**Your assignment**
Below is a set of entries. Print the line that contains "Where can the emerald" and every later line word for word, through the final one.

[Collected data]

☆ ☆ ☆

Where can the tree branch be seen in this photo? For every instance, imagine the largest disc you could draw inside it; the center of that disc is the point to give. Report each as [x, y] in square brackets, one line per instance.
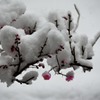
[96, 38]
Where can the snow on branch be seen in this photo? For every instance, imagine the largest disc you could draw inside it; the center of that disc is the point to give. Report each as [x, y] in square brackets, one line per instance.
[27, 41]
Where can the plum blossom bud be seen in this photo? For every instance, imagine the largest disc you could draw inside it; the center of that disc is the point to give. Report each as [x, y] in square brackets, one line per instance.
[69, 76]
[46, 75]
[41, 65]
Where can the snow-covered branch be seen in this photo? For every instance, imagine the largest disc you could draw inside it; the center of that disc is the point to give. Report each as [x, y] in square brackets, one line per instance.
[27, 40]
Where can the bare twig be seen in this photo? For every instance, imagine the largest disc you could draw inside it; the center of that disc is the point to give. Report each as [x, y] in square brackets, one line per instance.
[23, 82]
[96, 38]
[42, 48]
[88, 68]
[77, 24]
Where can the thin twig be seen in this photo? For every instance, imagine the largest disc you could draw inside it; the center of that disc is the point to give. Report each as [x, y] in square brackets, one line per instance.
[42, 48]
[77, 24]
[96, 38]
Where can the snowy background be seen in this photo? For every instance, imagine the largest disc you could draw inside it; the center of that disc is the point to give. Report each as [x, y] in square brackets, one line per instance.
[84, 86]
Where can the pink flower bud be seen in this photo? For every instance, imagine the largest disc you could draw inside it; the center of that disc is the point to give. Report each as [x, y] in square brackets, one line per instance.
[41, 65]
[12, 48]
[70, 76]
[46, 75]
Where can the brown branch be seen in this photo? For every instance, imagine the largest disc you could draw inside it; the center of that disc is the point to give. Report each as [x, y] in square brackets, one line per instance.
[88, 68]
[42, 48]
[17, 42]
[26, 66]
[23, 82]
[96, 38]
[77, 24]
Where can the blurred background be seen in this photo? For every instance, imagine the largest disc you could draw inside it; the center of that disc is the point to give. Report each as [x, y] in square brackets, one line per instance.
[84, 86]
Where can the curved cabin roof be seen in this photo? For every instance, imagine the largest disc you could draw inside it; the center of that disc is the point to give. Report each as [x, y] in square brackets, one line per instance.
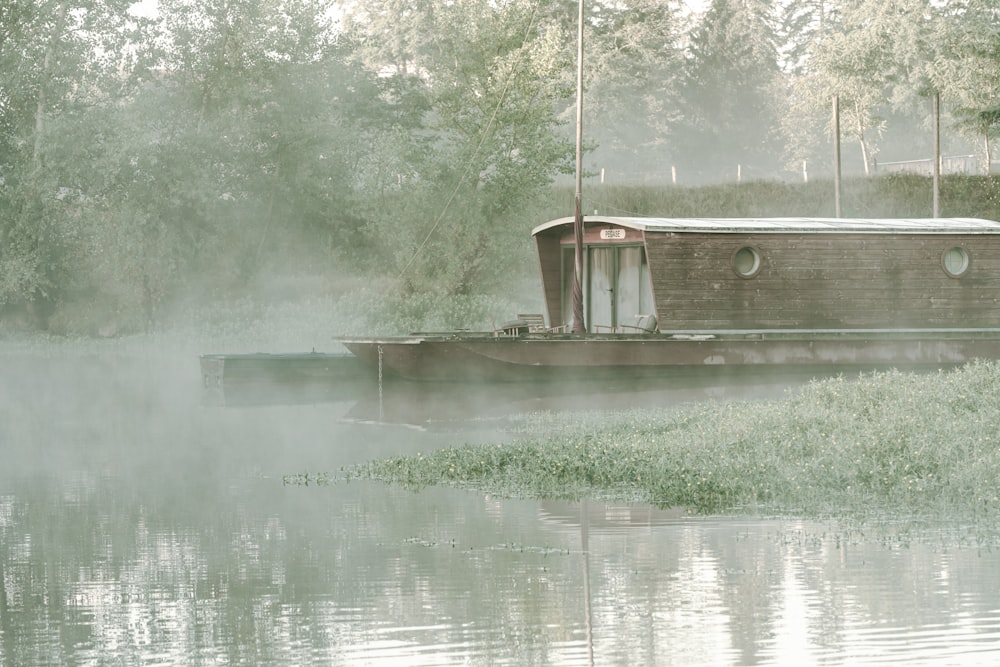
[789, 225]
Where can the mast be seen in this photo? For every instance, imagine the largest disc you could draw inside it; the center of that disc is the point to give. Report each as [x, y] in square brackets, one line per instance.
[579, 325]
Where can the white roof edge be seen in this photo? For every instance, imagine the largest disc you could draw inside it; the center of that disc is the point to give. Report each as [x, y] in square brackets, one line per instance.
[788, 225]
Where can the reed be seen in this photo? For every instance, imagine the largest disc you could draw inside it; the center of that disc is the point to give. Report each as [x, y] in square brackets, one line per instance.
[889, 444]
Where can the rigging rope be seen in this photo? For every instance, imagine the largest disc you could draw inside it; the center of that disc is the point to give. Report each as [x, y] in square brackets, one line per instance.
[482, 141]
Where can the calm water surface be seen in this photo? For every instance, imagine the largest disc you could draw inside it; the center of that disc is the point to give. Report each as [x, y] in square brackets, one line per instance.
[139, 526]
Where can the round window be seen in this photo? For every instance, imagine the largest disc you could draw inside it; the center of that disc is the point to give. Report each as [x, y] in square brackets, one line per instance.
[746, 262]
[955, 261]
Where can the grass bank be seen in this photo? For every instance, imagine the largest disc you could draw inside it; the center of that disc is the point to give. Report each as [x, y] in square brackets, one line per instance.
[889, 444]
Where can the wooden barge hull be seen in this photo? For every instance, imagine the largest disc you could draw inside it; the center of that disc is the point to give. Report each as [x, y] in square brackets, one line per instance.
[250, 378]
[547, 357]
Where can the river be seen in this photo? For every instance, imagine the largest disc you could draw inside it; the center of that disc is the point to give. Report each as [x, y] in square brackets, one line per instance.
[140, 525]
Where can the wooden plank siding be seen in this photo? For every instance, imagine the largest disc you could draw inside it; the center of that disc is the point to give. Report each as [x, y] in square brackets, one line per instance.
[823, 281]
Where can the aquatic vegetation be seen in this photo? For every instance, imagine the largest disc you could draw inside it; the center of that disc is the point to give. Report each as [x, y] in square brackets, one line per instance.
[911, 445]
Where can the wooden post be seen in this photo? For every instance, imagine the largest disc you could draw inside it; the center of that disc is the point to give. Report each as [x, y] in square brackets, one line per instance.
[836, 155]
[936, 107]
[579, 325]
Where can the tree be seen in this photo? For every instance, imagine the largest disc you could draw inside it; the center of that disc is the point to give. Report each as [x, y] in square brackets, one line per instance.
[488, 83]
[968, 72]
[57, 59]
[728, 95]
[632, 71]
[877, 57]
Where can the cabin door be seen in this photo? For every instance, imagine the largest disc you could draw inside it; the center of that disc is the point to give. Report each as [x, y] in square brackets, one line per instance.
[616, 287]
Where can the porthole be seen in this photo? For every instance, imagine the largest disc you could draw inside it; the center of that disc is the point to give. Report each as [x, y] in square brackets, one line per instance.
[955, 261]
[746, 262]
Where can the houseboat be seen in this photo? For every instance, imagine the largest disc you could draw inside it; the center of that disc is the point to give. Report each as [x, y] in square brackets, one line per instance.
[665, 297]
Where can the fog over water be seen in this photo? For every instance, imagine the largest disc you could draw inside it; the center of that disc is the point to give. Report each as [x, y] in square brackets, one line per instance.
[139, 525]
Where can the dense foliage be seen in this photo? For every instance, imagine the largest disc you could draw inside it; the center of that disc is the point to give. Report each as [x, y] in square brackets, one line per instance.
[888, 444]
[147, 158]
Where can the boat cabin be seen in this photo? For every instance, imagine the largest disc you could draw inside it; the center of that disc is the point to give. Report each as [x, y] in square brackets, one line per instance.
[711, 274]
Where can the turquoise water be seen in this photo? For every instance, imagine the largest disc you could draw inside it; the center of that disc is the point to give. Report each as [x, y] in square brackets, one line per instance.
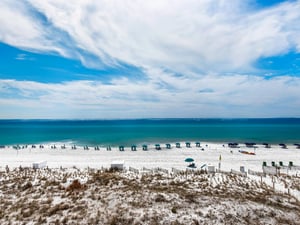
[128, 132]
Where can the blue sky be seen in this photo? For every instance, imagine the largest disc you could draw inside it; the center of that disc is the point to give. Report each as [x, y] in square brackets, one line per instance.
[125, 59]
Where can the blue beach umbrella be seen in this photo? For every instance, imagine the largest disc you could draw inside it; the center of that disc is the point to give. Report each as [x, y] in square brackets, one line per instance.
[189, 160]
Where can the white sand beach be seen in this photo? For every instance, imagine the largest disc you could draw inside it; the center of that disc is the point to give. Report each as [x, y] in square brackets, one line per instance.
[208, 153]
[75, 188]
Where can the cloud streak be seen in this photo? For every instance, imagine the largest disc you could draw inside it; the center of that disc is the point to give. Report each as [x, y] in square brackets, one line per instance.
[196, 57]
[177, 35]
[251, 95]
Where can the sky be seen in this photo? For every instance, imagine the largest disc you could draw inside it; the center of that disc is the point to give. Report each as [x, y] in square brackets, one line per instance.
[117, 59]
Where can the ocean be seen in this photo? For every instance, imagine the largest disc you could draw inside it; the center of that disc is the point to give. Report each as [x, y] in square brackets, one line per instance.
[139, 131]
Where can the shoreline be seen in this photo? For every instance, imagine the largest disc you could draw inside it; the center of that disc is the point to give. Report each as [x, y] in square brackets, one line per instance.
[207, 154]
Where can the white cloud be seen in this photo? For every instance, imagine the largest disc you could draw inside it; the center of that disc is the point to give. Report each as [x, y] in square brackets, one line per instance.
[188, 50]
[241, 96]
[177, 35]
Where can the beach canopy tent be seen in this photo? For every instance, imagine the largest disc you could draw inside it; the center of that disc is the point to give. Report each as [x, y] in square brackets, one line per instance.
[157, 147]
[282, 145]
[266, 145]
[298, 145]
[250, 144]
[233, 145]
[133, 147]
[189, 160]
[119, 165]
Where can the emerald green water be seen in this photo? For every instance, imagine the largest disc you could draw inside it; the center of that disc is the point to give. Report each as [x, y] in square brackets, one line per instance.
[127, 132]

☆ ☆ ☆

**Result for this task**
Where can the emerald green water be seen in this photo? For every instance, imagine the largest disc you could draw inside it; the center of that disc is the point to give. Report each as [x, y] in square brackets, one line per instance.
[127, 132]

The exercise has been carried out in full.